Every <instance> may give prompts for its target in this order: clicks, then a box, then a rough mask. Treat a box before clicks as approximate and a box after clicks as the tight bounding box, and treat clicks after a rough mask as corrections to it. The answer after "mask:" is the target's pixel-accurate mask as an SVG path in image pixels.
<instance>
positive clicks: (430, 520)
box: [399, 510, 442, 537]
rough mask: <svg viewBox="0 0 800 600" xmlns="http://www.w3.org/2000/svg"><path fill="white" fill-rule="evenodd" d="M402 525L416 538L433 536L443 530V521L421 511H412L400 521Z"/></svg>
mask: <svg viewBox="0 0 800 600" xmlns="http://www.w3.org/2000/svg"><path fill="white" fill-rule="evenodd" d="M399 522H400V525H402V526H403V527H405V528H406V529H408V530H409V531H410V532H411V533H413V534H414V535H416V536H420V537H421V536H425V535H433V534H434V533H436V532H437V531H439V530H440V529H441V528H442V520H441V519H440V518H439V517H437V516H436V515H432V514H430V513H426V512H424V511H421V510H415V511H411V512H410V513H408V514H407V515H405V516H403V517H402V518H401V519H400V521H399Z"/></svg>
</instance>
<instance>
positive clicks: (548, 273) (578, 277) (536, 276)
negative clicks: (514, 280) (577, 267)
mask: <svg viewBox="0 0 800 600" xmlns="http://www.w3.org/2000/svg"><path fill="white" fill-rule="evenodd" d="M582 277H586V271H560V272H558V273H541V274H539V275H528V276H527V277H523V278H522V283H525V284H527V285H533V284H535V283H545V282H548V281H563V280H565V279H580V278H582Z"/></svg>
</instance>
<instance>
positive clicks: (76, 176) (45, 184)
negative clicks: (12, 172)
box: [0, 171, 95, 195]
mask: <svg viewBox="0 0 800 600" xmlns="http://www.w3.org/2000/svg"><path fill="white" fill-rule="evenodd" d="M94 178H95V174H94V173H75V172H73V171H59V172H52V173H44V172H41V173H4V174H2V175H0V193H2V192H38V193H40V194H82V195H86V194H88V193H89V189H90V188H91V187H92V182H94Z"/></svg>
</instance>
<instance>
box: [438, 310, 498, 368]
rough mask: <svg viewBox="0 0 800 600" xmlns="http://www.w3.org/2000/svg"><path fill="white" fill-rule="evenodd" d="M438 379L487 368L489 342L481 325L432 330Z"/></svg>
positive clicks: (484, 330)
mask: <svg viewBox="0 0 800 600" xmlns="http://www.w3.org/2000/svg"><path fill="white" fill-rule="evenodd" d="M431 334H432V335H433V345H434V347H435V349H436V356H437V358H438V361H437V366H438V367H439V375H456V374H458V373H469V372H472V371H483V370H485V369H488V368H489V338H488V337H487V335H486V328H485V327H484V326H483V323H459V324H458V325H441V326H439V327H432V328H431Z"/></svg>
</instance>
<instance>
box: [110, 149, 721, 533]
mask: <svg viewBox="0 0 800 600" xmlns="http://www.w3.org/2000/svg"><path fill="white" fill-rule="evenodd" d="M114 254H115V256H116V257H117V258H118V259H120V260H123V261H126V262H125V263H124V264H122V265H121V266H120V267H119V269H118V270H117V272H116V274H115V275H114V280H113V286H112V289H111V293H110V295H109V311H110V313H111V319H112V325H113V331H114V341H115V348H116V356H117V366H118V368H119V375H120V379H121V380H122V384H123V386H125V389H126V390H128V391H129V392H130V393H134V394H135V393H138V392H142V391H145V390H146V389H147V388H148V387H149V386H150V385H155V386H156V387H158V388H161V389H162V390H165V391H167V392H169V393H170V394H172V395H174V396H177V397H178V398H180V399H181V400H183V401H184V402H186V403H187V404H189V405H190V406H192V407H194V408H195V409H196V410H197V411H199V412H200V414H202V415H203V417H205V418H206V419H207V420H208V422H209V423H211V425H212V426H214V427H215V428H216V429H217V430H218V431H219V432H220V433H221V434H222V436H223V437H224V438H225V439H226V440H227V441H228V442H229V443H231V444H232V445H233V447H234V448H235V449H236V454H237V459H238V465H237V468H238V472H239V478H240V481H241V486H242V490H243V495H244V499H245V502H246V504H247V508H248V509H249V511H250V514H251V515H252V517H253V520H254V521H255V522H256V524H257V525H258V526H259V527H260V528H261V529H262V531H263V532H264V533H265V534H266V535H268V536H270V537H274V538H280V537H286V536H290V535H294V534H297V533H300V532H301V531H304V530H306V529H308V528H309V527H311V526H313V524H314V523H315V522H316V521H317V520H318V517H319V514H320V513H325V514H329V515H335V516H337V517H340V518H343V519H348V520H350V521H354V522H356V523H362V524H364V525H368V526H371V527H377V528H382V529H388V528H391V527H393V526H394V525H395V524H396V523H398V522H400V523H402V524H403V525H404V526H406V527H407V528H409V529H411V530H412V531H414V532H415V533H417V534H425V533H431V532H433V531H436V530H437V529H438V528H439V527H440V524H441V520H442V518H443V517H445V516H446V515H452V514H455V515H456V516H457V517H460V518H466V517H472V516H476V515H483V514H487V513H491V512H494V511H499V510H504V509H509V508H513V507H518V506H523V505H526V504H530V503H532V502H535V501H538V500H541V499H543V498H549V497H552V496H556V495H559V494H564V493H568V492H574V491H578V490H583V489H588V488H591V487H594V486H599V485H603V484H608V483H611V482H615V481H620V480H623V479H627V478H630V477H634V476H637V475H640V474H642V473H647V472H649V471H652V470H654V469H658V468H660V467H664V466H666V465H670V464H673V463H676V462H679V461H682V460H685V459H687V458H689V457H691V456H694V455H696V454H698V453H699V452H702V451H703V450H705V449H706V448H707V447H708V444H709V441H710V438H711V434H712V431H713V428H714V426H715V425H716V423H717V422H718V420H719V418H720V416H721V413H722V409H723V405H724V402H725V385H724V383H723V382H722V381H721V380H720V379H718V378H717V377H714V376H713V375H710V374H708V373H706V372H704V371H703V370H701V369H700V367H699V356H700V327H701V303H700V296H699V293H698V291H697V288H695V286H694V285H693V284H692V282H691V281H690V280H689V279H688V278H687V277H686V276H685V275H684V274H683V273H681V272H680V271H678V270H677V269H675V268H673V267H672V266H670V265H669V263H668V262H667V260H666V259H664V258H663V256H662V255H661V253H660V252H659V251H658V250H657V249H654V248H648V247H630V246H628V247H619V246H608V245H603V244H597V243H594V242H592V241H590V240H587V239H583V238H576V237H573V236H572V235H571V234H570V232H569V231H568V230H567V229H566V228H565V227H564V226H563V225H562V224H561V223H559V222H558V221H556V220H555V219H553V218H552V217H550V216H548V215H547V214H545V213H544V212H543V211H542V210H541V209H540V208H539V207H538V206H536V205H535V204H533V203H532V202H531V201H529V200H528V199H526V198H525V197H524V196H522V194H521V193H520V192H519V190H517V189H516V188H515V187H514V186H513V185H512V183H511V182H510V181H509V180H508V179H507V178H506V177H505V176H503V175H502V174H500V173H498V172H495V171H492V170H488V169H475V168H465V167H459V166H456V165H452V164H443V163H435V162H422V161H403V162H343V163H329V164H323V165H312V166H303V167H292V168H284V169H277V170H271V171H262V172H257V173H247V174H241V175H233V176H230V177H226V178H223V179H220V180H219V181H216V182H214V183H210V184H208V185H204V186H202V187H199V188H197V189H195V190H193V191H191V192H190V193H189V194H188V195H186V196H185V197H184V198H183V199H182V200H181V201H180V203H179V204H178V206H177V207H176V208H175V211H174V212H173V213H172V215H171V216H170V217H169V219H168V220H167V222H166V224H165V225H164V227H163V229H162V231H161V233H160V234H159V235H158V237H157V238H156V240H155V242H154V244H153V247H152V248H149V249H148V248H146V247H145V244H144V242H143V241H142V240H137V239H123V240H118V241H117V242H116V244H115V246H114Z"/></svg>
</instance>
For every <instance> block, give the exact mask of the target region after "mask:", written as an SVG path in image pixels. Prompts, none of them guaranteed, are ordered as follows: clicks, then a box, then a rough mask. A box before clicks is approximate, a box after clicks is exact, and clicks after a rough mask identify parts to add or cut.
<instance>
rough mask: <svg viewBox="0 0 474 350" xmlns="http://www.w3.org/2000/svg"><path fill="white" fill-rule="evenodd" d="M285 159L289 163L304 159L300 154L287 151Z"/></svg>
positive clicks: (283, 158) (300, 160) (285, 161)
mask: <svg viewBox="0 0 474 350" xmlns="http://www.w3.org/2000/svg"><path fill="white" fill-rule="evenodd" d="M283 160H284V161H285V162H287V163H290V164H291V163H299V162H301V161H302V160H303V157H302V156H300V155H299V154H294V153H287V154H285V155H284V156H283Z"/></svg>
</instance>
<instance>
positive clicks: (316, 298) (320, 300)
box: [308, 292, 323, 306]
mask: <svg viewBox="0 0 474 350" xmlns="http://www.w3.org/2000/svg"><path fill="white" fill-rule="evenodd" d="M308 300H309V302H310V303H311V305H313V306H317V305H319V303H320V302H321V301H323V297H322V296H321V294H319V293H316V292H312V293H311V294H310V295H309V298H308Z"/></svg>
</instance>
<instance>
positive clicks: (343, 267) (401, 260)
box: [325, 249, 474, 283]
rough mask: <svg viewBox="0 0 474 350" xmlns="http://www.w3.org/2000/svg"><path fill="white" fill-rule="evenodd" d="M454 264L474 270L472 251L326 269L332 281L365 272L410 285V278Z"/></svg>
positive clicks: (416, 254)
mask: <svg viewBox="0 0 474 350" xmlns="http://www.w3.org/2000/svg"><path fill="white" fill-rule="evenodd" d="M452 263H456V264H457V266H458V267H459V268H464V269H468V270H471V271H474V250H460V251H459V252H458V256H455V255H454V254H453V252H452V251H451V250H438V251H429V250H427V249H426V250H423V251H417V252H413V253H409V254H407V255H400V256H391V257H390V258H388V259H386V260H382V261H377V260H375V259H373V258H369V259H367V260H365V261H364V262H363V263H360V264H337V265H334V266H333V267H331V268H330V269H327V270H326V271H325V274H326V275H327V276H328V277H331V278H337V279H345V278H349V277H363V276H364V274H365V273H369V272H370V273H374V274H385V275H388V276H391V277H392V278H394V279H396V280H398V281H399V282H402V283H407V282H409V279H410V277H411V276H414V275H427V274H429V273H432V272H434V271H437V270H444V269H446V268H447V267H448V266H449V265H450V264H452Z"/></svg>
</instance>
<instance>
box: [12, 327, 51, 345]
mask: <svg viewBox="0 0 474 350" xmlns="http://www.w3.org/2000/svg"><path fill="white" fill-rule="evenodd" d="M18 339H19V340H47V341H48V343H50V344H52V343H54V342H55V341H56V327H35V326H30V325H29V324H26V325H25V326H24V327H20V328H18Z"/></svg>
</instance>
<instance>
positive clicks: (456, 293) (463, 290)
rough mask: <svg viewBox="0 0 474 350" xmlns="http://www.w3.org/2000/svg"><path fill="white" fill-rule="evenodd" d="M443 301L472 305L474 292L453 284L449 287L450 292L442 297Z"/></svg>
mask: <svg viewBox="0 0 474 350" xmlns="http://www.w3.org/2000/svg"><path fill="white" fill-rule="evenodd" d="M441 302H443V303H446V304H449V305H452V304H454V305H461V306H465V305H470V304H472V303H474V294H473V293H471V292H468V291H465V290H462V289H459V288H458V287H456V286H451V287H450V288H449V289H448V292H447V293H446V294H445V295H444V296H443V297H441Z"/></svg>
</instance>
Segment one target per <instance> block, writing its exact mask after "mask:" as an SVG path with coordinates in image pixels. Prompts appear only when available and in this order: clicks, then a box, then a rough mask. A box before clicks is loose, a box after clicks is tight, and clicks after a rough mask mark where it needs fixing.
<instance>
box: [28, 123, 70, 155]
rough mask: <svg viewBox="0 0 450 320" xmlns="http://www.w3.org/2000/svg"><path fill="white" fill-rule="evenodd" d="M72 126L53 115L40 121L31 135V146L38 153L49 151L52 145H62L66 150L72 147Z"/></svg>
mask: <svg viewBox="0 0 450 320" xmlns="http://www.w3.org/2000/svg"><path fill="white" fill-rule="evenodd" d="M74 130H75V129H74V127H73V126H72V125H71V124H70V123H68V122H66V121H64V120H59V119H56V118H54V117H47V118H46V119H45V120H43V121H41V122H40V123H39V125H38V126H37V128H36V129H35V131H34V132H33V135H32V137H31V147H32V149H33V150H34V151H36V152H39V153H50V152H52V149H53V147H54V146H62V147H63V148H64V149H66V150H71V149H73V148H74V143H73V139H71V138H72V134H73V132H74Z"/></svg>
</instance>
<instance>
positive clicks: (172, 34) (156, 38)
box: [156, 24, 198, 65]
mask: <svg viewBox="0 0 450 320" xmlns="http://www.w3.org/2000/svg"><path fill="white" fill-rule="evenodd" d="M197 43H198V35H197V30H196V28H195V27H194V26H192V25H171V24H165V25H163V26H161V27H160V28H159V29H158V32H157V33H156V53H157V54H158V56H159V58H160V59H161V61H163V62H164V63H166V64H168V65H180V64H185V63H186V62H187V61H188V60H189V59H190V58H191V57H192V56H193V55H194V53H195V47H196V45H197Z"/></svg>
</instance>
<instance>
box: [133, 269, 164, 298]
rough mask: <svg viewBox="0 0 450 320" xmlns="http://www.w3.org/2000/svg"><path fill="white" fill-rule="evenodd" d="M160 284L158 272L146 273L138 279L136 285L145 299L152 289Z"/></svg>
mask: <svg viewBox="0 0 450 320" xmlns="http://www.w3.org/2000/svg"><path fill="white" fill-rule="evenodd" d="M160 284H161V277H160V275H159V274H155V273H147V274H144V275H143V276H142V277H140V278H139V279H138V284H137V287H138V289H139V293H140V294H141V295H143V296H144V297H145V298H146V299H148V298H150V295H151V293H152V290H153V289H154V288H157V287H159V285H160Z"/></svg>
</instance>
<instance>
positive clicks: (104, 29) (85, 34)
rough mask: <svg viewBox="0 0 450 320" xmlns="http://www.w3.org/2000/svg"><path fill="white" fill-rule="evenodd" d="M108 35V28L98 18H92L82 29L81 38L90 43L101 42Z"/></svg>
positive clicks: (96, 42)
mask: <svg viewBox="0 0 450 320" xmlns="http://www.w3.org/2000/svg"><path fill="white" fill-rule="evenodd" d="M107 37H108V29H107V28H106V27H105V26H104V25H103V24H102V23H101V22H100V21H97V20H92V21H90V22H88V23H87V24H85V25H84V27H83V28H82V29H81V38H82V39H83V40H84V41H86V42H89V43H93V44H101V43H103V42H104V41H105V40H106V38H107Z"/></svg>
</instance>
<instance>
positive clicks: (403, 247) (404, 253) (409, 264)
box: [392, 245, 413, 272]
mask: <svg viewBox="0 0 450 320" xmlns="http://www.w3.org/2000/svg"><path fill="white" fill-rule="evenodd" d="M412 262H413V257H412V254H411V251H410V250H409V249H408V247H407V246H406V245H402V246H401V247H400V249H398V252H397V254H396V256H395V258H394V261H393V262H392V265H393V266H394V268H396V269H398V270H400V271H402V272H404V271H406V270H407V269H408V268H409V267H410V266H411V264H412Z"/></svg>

+ + + + + + +

What to work on: What is the number of lines in the records that contain "this"? State that number alone.

Task solution: 2